DOCUMENT TEXT:
-=-=-=-=-

As illustrated in FIG. 4A, when the phase of the feedback clock
signal FBCLK is adjusted to be synchronized with a rising edge of
the divided clock signal ICLK during the first delay locking
operation, harmonic locking might not occur during the second delay
locking operation. As illustrated in FIG. 4B, however, when the
phase of the feedback clock signal FBCLK is adjusted to be
synchronized with a falling edge of the divided clock signal ICLK
during the first delay locking operation, harmonic locking may
occur during the second delay locking operation. That is, while the
feedback clock signal FBCLK is not synchronized with a rising edge
of the divided clock signal ICLK, the first delay locking operation
may be completed. The phase detection circuit 200 may initialize
the clock divider 210 to solve the problem of the harmonic locking.

-=-=-=-=-

DATA SUPPLIED:
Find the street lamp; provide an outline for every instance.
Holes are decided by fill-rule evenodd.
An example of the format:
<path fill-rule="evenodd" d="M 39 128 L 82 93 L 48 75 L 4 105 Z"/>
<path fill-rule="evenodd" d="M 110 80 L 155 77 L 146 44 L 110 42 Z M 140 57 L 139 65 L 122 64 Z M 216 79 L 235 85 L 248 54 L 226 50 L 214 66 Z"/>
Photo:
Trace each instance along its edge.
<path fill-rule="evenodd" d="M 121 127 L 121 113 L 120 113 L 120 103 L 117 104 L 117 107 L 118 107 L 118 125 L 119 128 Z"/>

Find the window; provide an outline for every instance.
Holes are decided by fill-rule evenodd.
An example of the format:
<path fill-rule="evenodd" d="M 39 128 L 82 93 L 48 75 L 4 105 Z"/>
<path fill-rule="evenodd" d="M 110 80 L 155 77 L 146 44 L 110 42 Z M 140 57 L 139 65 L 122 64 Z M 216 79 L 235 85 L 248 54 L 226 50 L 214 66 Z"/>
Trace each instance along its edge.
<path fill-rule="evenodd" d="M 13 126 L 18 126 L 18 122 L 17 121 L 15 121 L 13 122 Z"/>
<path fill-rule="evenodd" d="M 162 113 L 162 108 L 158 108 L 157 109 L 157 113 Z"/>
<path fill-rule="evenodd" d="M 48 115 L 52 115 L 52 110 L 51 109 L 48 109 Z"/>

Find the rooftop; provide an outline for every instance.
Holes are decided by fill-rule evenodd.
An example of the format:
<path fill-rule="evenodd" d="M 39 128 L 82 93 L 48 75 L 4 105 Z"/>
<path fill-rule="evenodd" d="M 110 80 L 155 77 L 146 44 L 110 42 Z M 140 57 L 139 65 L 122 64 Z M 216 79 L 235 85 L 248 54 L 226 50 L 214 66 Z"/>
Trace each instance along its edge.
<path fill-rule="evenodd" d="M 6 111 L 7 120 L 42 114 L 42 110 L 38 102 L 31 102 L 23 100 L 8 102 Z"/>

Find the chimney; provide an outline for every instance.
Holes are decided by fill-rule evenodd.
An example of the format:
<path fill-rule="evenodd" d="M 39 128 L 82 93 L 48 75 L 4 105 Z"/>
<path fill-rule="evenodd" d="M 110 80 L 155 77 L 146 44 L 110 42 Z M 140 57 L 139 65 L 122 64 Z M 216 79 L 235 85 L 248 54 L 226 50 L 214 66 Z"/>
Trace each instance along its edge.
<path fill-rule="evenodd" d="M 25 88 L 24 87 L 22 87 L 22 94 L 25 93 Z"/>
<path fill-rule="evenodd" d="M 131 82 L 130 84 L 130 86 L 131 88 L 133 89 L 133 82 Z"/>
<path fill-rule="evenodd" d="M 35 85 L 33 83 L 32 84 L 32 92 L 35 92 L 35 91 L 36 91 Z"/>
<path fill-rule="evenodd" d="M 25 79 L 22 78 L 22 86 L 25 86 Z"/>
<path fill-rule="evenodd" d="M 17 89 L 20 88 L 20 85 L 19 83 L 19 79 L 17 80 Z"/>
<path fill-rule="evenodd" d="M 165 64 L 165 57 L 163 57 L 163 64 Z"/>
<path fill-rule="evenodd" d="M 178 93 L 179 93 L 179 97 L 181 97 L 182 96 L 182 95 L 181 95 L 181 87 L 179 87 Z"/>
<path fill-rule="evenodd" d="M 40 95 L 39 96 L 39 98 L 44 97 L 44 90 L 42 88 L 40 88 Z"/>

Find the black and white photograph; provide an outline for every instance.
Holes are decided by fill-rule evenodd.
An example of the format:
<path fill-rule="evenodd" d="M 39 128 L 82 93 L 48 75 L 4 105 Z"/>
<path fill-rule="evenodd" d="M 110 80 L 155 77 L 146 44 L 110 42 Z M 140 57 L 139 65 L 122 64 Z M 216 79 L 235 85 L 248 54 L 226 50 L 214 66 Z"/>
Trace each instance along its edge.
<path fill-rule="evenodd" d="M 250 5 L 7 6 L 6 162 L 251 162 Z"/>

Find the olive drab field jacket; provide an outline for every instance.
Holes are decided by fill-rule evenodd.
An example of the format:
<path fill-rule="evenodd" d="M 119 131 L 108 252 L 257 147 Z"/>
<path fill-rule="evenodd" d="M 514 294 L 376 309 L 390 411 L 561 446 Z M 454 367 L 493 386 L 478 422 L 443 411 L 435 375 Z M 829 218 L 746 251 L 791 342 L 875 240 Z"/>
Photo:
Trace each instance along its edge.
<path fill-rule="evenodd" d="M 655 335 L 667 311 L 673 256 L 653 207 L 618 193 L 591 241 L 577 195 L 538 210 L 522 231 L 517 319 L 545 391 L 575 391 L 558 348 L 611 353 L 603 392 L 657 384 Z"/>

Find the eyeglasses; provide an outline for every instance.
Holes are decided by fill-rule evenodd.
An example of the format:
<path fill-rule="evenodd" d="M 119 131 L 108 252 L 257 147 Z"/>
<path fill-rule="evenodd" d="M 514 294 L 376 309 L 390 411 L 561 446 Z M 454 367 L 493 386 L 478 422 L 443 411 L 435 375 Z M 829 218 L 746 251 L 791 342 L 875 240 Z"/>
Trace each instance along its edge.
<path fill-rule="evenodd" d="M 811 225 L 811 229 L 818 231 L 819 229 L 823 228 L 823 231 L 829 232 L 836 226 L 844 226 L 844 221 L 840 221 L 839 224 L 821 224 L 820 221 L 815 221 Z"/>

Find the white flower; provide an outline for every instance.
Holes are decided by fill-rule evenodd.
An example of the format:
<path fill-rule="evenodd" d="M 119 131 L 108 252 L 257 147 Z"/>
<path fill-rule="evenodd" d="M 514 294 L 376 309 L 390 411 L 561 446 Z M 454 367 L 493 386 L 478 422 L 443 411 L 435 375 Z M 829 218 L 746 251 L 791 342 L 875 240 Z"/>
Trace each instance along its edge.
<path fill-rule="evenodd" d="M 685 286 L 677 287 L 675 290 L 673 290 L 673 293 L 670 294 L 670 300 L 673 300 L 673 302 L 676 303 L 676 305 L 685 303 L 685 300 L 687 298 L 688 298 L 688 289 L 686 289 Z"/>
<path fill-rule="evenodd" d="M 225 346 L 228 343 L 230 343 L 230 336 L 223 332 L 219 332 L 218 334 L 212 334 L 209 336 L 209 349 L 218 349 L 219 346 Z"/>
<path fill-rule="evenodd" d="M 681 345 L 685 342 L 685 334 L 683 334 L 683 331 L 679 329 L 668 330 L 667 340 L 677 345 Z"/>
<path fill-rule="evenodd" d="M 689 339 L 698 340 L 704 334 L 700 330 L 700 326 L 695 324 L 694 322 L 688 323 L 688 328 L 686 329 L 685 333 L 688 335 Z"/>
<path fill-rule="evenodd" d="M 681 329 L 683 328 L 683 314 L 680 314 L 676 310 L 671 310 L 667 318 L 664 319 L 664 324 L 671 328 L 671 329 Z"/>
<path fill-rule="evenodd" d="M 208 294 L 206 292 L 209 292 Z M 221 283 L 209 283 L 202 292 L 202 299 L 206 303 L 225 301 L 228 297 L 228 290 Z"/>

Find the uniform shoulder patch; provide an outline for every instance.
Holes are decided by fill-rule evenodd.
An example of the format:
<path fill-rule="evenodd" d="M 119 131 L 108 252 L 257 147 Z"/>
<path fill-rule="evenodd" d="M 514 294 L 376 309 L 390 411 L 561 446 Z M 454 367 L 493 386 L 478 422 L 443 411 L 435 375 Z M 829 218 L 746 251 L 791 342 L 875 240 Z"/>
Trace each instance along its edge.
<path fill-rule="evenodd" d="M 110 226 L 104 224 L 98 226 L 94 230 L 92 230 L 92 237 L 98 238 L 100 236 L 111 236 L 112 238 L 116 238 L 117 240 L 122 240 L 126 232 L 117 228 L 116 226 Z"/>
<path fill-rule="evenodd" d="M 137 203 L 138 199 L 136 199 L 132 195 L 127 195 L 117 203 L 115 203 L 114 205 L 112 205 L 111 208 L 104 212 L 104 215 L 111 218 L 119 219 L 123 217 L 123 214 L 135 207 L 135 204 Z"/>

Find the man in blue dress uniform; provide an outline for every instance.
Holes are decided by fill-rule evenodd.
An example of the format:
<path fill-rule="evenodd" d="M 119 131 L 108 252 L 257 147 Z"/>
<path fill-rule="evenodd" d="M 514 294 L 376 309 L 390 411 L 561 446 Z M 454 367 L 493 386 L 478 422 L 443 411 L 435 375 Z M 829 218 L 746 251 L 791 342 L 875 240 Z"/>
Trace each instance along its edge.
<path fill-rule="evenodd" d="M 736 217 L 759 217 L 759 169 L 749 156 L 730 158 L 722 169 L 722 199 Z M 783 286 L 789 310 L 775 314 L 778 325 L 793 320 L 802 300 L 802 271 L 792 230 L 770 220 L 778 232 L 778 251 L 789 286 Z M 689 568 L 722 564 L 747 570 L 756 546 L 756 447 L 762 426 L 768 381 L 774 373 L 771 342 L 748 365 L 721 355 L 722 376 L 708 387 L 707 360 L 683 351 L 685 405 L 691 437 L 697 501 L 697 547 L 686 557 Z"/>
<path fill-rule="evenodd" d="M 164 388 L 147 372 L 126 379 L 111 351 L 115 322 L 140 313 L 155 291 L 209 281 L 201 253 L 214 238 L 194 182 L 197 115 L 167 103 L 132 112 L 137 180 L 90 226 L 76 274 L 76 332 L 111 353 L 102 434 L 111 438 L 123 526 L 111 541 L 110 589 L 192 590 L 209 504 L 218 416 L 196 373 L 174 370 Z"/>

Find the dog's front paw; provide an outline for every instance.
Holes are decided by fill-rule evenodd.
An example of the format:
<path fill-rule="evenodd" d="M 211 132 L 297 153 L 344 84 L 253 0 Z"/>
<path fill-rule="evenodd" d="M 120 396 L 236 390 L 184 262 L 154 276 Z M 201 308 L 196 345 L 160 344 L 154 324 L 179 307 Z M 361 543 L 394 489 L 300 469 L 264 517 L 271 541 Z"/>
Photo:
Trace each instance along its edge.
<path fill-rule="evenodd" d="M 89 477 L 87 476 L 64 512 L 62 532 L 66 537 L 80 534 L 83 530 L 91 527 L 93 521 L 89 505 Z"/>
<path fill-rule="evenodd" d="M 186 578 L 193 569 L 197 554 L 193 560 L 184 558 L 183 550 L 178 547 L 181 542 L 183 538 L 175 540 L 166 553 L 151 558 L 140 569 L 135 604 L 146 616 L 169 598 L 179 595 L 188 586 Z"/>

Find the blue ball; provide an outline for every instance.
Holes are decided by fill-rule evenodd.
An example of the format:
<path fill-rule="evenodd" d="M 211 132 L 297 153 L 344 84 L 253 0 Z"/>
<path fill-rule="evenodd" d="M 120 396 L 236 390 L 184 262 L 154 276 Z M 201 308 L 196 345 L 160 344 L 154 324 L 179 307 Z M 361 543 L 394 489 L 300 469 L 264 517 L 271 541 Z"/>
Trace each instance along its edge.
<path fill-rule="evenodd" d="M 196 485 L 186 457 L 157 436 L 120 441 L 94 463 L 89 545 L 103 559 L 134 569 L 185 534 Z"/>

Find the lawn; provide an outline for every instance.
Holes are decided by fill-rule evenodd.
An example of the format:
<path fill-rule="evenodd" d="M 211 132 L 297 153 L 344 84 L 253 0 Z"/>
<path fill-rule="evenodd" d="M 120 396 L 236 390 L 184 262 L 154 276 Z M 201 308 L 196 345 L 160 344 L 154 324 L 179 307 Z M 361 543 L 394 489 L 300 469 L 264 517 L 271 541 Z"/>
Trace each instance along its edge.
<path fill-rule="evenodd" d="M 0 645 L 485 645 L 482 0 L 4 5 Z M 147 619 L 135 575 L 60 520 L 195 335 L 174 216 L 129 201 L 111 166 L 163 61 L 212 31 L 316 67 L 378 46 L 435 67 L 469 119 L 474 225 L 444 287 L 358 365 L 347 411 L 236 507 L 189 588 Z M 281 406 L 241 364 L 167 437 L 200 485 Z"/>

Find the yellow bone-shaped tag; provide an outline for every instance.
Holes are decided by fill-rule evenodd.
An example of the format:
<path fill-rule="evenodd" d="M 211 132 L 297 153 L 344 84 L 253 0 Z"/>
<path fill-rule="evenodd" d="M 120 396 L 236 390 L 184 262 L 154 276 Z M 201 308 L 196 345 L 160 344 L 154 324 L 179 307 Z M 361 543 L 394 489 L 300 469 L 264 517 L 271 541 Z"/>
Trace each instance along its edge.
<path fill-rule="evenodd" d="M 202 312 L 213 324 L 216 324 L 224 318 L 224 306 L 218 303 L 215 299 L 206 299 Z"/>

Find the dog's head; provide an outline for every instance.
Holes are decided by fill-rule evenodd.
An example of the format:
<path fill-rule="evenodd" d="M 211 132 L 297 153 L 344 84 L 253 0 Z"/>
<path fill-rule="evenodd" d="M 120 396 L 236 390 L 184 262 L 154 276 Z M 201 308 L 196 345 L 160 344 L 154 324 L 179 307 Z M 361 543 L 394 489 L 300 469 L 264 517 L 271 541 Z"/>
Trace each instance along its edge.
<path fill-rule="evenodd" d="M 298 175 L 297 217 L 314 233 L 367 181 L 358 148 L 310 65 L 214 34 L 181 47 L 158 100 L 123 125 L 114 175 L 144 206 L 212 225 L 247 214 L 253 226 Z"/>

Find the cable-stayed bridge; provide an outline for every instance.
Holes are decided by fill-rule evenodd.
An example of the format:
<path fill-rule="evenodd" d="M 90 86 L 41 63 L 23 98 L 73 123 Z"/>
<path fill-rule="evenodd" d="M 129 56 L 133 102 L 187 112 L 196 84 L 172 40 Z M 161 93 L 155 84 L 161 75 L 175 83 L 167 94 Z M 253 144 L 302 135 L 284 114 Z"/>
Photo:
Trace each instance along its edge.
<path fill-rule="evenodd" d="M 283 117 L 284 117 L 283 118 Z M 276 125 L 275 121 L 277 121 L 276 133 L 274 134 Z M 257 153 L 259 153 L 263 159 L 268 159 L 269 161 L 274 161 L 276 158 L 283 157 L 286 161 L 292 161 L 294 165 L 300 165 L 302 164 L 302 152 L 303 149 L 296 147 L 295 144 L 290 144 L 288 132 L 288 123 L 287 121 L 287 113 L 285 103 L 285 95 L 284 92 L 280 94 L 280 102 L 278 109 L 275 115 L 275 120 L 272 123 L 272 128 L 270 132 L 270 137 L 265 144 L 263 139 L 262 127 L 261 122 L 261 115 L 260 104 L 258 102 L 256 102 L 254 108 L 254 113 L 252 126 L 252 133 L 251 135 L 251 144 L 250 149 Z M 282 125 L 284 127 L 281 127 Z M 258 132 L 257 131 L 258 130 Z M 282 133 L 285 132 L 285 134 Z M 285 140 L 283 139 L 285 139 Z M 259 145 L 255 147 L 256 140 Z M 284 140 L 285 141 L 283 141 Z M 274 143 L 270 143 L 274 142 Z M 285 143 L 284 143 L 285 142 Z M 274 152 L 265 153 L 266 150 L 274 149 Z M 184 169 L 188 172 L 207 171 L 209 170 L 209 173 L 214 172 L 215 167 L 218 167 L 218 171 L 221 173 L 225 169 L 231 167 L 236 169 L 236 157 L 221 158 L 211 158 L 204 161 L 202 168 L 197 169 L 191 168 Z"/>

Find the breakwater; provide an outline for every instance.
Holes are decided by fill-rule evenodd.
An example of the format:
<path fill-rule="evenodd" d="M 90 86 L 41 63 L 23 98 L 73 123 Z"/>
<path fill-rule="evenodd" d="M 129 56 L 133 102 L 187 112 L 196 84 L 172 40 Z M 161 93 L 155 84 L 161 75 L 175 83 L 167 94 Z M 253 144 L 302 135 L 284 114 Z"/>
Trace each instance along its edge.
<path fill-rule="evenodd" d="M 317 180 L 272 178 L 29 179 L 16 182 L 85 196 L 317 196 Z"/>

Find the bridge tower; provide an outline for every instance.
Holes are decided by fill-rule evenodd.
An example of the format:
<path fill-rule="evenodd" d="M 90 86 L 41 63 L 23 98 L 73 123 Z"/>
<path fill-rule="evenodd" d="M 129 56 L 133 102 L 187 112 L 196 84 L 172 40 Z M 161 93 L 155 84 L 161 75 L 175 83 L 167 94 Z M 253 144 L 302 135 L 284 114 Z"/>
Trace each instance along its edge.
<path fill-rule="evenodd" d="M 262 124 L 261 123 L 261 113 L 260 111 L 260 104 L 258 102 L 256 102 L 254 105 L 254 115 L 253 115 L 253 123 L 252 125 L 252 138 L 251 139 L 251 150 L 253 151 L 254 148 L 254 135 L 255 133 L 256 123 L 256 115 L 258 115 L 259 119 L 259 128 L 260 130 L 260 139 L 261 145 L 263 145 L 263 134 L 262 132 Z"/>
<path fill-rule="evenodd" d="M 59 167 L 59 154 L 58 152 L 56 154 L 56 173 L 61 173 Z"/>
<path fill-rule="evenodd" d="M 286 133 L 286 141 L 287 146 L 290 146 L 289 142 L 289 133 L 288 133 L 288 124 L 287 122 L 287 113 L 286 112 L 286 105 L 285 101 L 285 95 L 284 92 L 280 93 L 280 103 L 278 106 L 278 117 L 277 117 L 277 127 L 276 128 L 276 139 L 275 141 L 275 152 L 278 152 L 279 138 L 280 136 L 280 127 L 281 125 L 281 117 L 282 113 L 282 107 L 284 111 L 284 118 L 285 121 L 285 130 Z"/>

-=-=-=-=-

LIST OF TASKS:
a. In the delay locking passage, what does the phase detection circuit 200 initialize to solve the problem of harmonic locking?
b. Transcribe the stretch of the delay locking passage from "As illustrated in FIG. 4A, when" through "the harmonic locking.".

WORKED SOLUTIONS:
a. The clock divider 210.

b.
As illustrated in FIG. 4A, when the phase of the feedback clock
signal FBCLK is adjusted to be synchronized with a rising edge of
the divided clock signal ICLK during the first delay locking
operation, harmonic locking might not occur during the second delay
locking operation. As illustrated in FIG. 4B, however, when the
phase of the feedback clock signal FBCLK is adjusted to be
synchronized with a falling edge of the divided clock signal ICLK
during the first delay locking operation, harmonic locking may
occur during the second delay locking operation. That is, while the
feedback clock signal FBCLK is not synchronized with a rising edge
of the divided clock signal ICLK, the first delay locking operation
may be completed. The phase detection circuit 200 may initialize
the clock divider 210 to solve the problem of the harmonic locking.